(Records of labeled boxes)
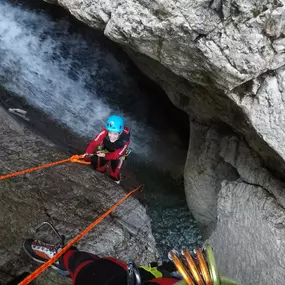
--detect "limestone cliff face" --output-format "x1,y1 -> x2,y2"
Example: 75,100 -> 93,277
42,0 -> 285,284
0,105 -> 157,284
43,0 -> 285,174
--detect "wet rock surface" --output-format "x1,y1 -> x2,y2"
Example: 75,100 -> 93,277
0,105 -> 157,284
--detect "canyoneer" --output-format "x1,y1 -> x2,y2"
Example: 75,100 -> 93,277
84,115 -> 130,184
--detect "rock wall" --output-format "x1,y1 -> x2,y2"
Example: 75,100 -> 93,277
39,0 -> 285,284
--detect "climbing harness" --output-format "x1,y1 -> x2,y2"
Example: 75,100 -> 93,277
96,145 -> 132,160
19,185 -> 143,285
169,244 -> 238,285
0,155 -> 90,180
127,260 -> 142,285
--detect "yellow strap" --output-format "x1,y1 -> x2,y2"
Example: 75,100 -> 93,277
140,266 -> 162,278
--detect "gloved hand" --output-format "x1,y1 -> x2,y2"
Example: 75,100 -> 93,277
83,153 -> 92,161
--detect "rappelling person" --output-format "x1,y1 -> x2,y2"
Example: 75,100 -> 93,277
23,239 -> 181,285
84,115 -> 130,184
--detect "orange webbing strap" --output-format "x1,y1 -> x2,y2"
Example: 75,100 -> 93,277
18,185 -> 143,285
0,155 -> 90,180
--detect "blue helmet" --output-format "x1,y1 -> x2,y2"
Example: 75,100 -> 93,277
106,116 -> 124,133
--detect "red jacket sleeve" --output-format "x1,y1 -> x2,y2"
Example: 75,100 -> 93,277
106,140 -> 130,160
85,129 -> 108,154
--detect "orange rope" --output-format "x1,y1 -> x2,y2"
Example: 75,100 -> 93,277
0,155 -> 90,180
18,185 -> 143,285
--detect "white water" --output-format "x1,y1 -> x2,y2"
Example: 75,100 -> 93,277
0,3 -> 185,174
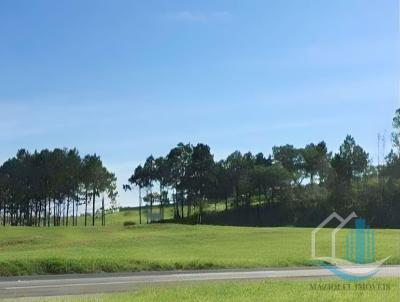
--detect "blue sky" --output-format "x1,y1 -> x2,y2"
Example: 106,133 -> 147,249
0,0 -> 400,205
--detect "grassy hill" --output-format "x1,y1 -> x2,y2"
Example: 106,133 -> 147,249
0,210 -> 400,276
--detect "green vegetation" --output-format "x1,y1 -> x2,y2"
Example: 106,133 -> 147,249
10,279 -> 400,302
0,110 -> 400,228
0,219 -> 400,276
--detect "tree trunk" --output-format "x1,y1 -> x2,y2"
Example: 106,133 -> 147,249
139,187 -> 142,224
85,189 -> 89,226
101,196 -> 106,226
65,196 -> 69,226
92,190 -> 96,226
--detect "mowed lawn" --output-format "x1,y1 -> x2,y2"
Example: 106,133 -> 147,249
0,213 -> 400,276
8,279 -> 400,302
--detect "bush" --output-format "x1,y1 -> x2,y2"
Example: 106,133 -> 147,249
124,220 -> 136,227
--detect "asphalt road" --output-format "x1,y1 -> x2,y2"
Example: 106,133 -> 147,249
0,265 -> 400,298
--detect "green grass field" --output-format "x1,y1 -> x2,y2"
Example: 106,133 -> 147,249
0,212 -> 400,276
9,279 -> 400,302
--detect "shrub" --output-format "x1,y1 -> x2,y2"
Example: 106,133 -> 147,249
124,220 -> 136,227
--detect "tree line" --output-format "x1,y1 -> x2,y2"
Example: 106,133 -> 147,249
124,109 -> 400,226
0,149 -> 117,226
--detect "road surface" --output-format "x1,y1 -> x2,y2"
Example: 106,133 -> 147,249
0,265 -> 400,298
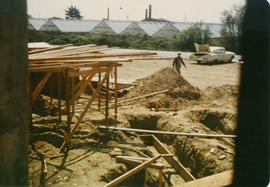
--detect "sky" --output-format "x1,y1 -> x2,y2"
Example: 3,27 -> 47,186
27,0 -> 245,23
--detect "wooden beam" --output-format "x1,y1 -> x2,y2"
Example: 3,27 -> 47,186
115,157 -> 164,170
105,155 -> 161,187
105,72 -> 110,120
152,135 -> 196,181
178,170 -> 233,187
28,44 -> 72,55
99,126 -> 236,138
31,72 -> 52,104
29,52 -> 157,61
118,90 -> 169,104
60,67 -> 112,152
114,66 -> 118,118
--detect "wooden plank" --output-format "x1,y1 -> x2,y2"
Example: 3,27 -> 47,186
29,52 -> 157,61
99,126 -> 236,138
178,170 -> 233,187
118,90 -> 169,104
29,56 -> 132,65
98,72 -> 101,110
28,44 -> 72,55
29,62 -> 121,72
31,72 -> 52,104
115,157 -> 164,170
60,67 -> 112,152
30,44 -> 96,58
152,135 -> 196,181
105,155 -> 161,187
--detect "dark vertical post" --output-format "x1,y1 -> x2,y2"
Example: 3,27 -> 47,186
105,72 -> 110,120
0,0 -> 29,186
65,71 -> 71,133
233,0 -> 270,186
58,72 -> 62,123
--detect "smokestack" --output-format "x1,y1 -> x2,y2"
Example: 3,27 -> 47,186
145,9 -> 148,19
149,4 -> 152,19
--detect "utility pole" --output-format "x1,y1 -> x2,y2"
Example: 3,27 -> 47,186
0,0 -> 30,186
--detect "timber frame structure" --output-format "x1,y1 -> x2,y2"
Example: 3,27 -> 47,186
28,44 -> 159,151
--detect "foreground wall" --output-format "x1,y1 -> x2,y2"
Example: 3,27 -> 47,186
0,0 -> 29,186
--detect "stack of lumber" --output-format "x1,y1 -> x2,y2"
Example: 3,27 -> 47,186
28,44 -> 160,72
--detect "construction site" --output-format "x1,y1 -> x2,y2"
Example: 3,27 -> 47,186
0,0 -> 270,187
28,44 -> 240,187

### What is required
Render the material above as a JSON list of strings, one string per line in order, skipping blank lines and leaving out the picture markers. Include every line of the material.

### Final answer
[
  "--detect \"limestone cliff face\" --output-format \"x1,y1 -> x2,y2\"",
  "Example: 75,100 -> 93,277",
  "42,0 -> 285,284",
  "0,105 -> 157,284",
  "43,0 -> 285,174",
  "--detect \"wet rock surface\" --output-format \"x1,y1 -> x2,y2\"",
  "Example: 75,100 -> 93,277",
  "0,105 -> 157,284",
  "--detect \"canyoneer\" --output-format \"x1,y1 -> x2,y2\"",
  "Example: 75,100 -> 93,277",
  "84,115 -> 130,184",
  "--detect \"rock wall\" --output-format \"x1,y1 -> x2,y2\"",
  "Example: 75,100 -> 93,277",
  "39,0 -> 285,284",
  "--detect \"climbing harness\" --output-format \"x1,y1 -> x2,y2\"",
  "Example: 75,100 -> 93,277",
  "96,145 -> 132,160",
  "19,185 -> 143,285",
  "169,244 -> 238,285",
  "0,155 -> 90,180",
  "127,260 -> 142,285",
  "--detect \"yellow strap\" --output-format \"x1,y1 -> x2,y2\"",
  "Example: 75,100 -> 93,277",
  "140,266 -> 162,278",
  "--detect \"gloved hand\" --output-format \"x1,y1 -> x2,y2\"",
  "Example: 75,100 -> 93,277",
  "83,153 -> 92,161",
  "--detect \"rappelling person\" --output-format \"x1,y1 -> x2,y2\"",
  "Example: 75,100 -> 93,277",
  "23,239 -> 181,285",
  "84,115 -> 130,184",
  "--detect \"orange webbing strap\" --output-format \"x1,y1 -> x2,y2\"",
  "Example: 75,100 -> 93,277",
  "18,185 -> 143,285",
  "0,155 -> 90,180",
  "--detect \"blue helmet\" --output-format \"x1,y1 -> x2,y2\"",
  "Example: 75,100 -> 93,277",
  "106,116 -> 124,133",
  "--detect \"red jacket sleeve\" --output-format \"x1,y1 -> x2,y2\"",
  "Example: 75,100 -> 93,277",
  "106,140 -> 130,160",
  "85,129 -> 108,154",
  "--detect \"orange rope\" --output-format \"x1,y1 -> x2,y2\"",
  "Example: 75,100 -> 93,277",
  "0,155 -> 90,180",
  "18,185 -> 143,285",
  "--detect \"white water\" --output-format \"x1,y1 -> x2,y2\"",
  "Example: 75,100 -> 93,277",
  "0,3 -> 185,174",
  "--detect \"blue sky\" --output-format \"x1,y1 -> x2,y2\"",
  "Example: 106,133 -> 147,249",
  "0,0 -> 400,205",
  "--detect \"grassy hill\" --output-format \"x1,y1 -> x2,y2\"",
  "Example: 106,133 -> 147,249",
  "0,210 -> 400,276",
  "--detect \"green vegetation\" --output-format \"x1,y1 -> x2,y2\"",
  "Example: 106,133 -> 147,249",
  "10,279 -> 400,302",
  "0,110 -> 400,228",
  "0,219 -> 400,276",
  "--detect \"tree trunk\" --output-format \"x1,y1 -> x2,y2\"",
  "Example: 106,133 -> 147,249",
  "139,187 -> 142,224",
  "85,189 -> 89,226",
  "101,196 -> 106,226",
  "65,196 -> 69,226",
  "92,190 -> 96,226",
  "--detect \"mowed lawn\" --output-format \"x1,y1 -> x2,y2\"",
  "Example: 106,133 -> 147,249",
  "0,213 -> 400,276",
  "8,279 -> 400,302",
  "--detect \"bush\" --output-format \"x1,y1 -> x2,y2\"",
  "Example: 106,133 -> 147,249",
  "124,220 -> 136,227",
  "--detect \"asphalt road\" --output-format \"x1,y1 -> x2,y2\"",
  "Example: 106,133 -> 147,249",
  "0,265 -> 400,298",
  "--detect \"green grass field\" --output-format \"x1,y1 -> x2,y2\"",
  "Example: 106,133 -> 147,249",
  "0,212 -> 400,276",
  "9,279 -> 400,302",
  "--detect \"shrub\" --output-format \"x1,y1 -> x2,y2\"",
  "Example: 106,133 -> 147,249",
  "124,220 -> 136,227",
  "--detect \"tree line\" --output-format \"x1,y1 -> x2,y2\"",
  "Example: 106,133 -> 147,249",
  "124,109 -> 400,226",
  "0,149 -> 117,226",
  "--detect \"road surface\" --output-format \"x1,y1 -> x2,y2\"",
  "Example: 106,133 -> 147,249",
  "0,265 -> 400,298",
  "--detect \"sky\" --output-format \"x1,y1 -> x2,y2\"",
  "Example: 3,27 -> 47,186",
  "27,0 -> 245,23",
  "--detect \"wooden beam\" --output-format \"x1,y1 -> x2,y2\"",
  "Example: 3,27 -> 47,186",
  "115,157 -> 164,170",
  "105,155 -> 161,187",
  "105,72 -> 110,120",
  "152,135 -> 196,181",
  "178,170 -> 233,187",
  "28,44 -> 72,55",
  "99,126 -> 236,138",
  "31,72 -> 52,104",
  "29,52 -> 157,61",
  "118,90 -> 169,104",
  "60,67 -> 112,152",
  "114,66 -> 118,118",
  "--detect \"wooden plank\" --output-format \"x1,y1 -> x2,y2\"",
  "Example: 3,27 -> 47,186",
  "29,52 -> 157,61",
  "99,126 -> 236,138",
  "178,170 -> 233,187",
  "118,90 -> 169,104",
  "29,56 -> 132,65",
  "98,72 -> 101,110",
  "28,44 -> 72,55",
  "29,62 -> 121,72",
  "31,72 -> 52,104",
  "115,157 -> 164,170",
  "60,67 -> 112,152",
  "30,44 -> 96,58",
  "152,135 -> 196,181",
  "105,155 -> 161,187",
  "--detect \"dark vertical post\" --output-format \"x1,y1 -> x2,y2\"",
  "Example: 3,27 -> 47,186",
  "105,72 -> 110,120",
  "0,0 -> 29,186",
  "65,71 -> 71,133",
  "233,0 -> 270,186",
  "58,72 -> 62,123",
  "--detect \"smokestack\" --output-format \"x1,y1 -> x2,y2\"",
  "Example: 3,27 -> 47,186",
  "145,9 -> 148,19",
  "149,4 -> 152,19",
  "--detect \"utility pole\" --output-format \"x1,y1 -> x2,y2\"",
  "Example: 3,27 -> 47,186",
  "0,0 -> 30,186",
  "--detect \"timber frame structure\" --output-format \"x1,y1 -> x2,y2\"",
  "Example: 3,27 -> 47,186",
  "28,44 -> 159,151",
  "--detect \"foreground wall\" --output-format \"x1,y1 -> x2,y2\"",
  "Example: 3,27 -> 47,186",
  "0,0 -> 29,186",
  "--detect \"stack of lumber\" --output-format \"x1,y1 -> x2,y2\"",
  "Example: 3,27 -> 47,186",
  "28,44 -> 160,72",
  "--detect \"construction site\" --output-format \"x1,y1 -> x2,y2\"",
  "Example: 3,27 -> 47,186",
  "0,0 -> 270,187",
  "28,44 -> 240,187"
]